Bibliografie van de historische Nederlandse literatuur in Duitse vertaling
In het kader van een door de DFG (Deutsche Forschungsgemeinschaft) gesteund project ontstaat in een samenwerkingsverband van de Freie Universität Berlin en de Universität Leipzig een bibliografie van de historische Nederlandse literatuur in Duitse vertaling en/ of bewerking (voltooiing 2008). Het project staat onder leiding van HD. dr. Rita Schlusemann in Leipzig (middeleeuwen) en Prof. dr. Jan Konst en Dr. Bettina Noak in Berlijn (vroegmoderne tijd).

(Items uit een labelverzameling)
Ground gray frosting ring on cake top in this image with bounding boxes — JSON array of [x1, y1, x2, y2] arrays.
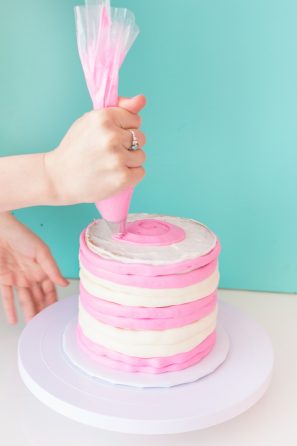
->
[[86, 214, 217, 265]]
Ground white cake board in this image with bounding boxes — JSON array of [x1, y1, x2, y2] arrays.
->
[[18, 296, 273, 434]]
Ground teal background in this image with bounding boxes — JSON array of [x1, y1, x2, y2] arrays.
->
[[0, 0, 297, 292]]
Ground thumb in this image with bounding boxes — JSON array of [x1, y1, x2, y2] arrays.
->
[[118, 94, 146, 114]]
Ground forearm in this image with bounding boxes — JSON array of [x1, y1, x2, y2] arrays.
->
[[0, 154, 55, 212]]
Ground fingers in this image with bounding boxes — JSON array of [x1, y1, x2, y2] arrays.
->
[[1, 285, 17, 325], [119, 129, 146, 150], [30, 282, 45, 313], [126, 149, 146, 167], [119, 94, 146, 114], [128, 167, 145, 187], [41, 279, 57, 306], [37, 246, 69, 286], [17, 287, 37, 322], [109, 108, 141, 129]]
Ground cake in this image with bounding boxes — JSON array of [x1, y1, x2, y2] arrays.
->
[[77, 214, 220, 374]]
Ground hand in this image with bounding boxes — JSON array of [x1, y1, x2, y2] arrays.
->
[[0, 213, 68, 324], [44, 96, 145, 205]]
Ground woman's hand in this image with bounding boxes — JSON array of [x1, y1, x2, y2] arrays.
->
[[44, 96, 145, 205], [0, 212, 68, 324]]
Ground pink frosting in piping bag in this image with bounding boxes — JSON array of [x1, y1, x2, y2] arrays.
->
[[75, 0, 139, 233]]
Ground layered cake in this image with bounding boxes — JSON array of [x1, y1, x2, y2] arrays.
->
[[77, 214, 220, 374]]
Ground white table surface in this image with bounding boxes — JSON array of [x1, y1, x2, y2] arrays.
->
[[0, 281, 297, 446]]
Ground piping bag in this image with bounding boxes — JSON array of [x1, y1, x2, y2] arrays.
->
[[75, 0, 139, 234]]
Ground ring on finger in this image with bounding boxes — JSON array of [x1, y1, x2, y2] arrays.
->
[[128, 130, 139, 152]]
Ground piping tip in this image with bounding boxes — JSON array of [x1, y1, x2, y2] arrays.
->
[[104, 220, 127, 235]]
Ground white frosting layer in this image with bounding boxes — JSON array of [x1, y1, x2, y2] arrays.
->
[[79, 305, 217, 358], [86, 214, 217, 265], [80, 265, 219, 307]]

OPGAVEN
a: Druk het deel van de items af dat begint met de regel met "Ground thumb in" en eindigt met de regel met "[[0, 281, 297, 446]]", beide regels inbegrepen.
b: Ga verder met de tekst over de bibliografie, te beginnen na de laatste zin.
De tekst over de bibliografie en de items vormen afzonderlijk materiaal.

UITKOMSTEN
a:
Ground thumb in this image with bounding boxes — JSON array of [x1, y1, x2, y2] arrays.
->
[[118, 94, 146, 114]]
Ground forearm in this image with bounding boxes — JSON array of [x1, y1, x2, y2] arrays.
->
[[0, 154, 55, 212]]
Ground fingers in this image with bounding boxes — JSON array of [x1, y1, x2, y2] arrays.
->
[[1, 285, 17, 325], [119, 129, 146, 150], [30, 282, 45, 313], [126, 149, 146, 167], [119, 94, 146, 114], [128, 167, 145, 187], [41, 279, 57, 306], [37, 246, 69, 286], [17, 287, 37, 322], [109, 108, 141, 129]]
Ground cake in this image with bounding boxes — JSON array of [x1, y1, x2, y2] arrays.
->
[[77, 214, 220, 374]]
Ground hand in this image with bounding boxes — JSON array of [x1, y1, x2, y2] arrays.
->
[[0, 213, 68, 324], [44, 96, 145, 205]]
Ground woman's hand in this image with bounding boxes — JSON array of [x1, y1, x2, y2] arrays.
->
[[44, 96, 145, 205], [0, 212, 68, 324]]
Ground pink frosting in piping bag in this image with bounding boxes — JSON array of [x1, y1, x2, y2] arrays.
->
[[75, 0, 139, 233]]
Ground layered cake in this image with bounding boxes — JSON array of [x1, y1, x2, y2] arrays.
->
[[77, 214, 220, 374]]
Ground white table surface in this image with bounding boxes — JSON array of [x1, y1, x2, y2] arrays.
->
[[0, 281, 297, 446]]

b:
Met de bibliografie komt een instrument tot stand dat toekomstig onderzoek naar de internationale uitstraling van de Nederlandstalige letteren vergemakkelijkt. Bovendien wordt een aanvulling geboden op de bibliografie van Herbert van Uffelen, waarin de receptie van de Nederlandse literatuur in het Duitse taalgebied nà 1830 beschreven wordt. Afgezien van enkele oudere monografieën is er geen systematisch onderzoek gedaan naar de uitstraling van de Nederlandse letteren in Duitsland vóór het jaar 1830. Belangrijke stromingen en perioden bleven tot dusver onderbelicht, hoewel er zeker aanknopingspunten zijn voor aanvullend receptieonderzoek. Dat geldt bijvoorbeeld voor de doorwerking van de Devotio Moderna; ook de betekenis van Jan van Ruusbroec voor de Duitse volkstalige literatuur van het humanisme en de reformatie zou wel eens groter kunnen zijn dan op dit moment vermoed wordt.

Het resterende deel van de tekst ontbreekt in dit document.